## Exercise description
Write out the records below without changing a word, limited to the lines from the one with "the white dress." to the one with "[0,32,236,81]", both of those lines included.

## Excerpted records
◆ ◆ ◆ ◆ ◆

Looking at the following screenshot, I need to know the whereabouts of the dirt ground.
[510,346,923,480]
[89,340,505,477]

◆ ◆ ◆ ◆ ◆

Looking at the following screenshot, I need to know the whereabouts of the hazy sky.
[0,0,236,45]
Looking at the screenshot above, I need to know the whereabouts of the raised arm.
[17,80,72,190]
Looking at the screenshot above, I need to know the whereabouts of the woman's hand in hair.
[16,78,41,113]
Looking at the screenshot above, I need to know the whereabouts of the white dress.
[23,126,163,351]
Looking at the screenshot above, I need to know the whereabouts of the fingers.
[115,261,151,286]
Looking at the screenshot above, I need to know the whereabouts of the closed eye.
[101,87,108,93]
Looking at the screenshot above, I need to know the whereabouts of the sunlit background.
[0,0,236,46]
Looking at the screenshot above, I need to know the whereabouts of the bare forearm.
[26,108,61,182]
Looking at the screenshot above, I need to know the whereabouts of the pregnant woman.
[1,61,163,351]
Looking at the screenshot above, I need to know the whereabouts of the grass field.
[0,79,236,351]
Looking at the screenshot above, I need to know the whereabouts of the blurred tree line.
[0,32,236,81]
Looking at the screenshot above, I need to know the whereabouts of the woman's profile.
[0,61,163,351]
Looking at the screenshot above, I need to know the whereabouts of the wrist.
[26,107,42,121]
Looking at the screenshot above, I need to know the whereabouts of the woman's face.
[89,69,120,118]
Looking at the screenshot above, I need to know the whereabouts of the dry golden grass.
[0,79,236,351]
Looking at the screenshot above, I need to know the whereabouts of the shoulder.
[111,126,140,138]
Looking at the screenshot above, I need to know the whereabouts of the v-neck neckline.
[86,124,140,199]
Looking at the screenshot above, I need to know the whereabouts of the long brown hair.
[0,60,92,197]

◆ ◆ ◆ ◆ ◆

## Right answer
Looking at the screenshot above, I need to know the whereabouts of the white dress.
[23,126,163,351]
Looking at the screenshot above, I need to know the whereabouts of the fingers.
[115,261,151,286]
Looking at the screenshot above, I need to know the whereabouts of the closed eye.
[101,87,108,93]
Looking at the screenshot above, I need to know the whereabouts of the sunlit background.
[0,0,236,46]
Looking at the screenshot above, I need to know the whereabouts of the bare forearm.
[26,108,61,182]
Looking at the screenshot above, I need to know the whereabouts of the pregnant woman.
[1,61,163,351]
Looking at the screenshot above, I need to know the whereabouts of the grass field.
[0,79,236,351]
Looking at the screenshot above, I need to know the whereabouts of the blurred tree line.
[0,32,236,81]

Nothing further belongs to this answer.